## REQUIRED TASK
Can you turn everything from the line containing "like [436, 67]." down to the end of the items into a numbered list, leaving out blank lines?

** START **

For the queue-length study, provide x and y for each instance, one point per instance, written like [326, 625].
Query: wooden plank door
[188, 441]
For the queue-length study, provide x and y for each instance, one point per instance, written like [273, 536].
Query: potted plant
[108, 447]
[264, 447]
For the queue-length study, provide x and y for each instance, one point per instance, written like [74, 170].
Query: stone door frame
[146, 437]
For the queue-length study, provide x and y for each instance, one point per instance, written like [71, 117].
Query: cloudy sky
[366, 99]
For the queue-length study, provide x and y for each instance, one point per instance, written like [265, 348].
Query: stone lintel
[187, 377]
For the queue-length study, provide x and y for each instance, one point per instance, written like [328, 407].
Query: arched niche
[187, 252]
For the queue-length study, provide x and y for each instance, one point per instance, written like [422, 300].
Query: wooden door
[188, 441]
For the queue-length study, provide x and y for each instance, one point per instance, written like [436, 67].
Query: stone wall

** END **

## SOLUTION FOR THIS PROBLEM
1. For the queue-length study, provide x and y for each instance, one point per instance, written like [436, 67].
2. Query: stone wall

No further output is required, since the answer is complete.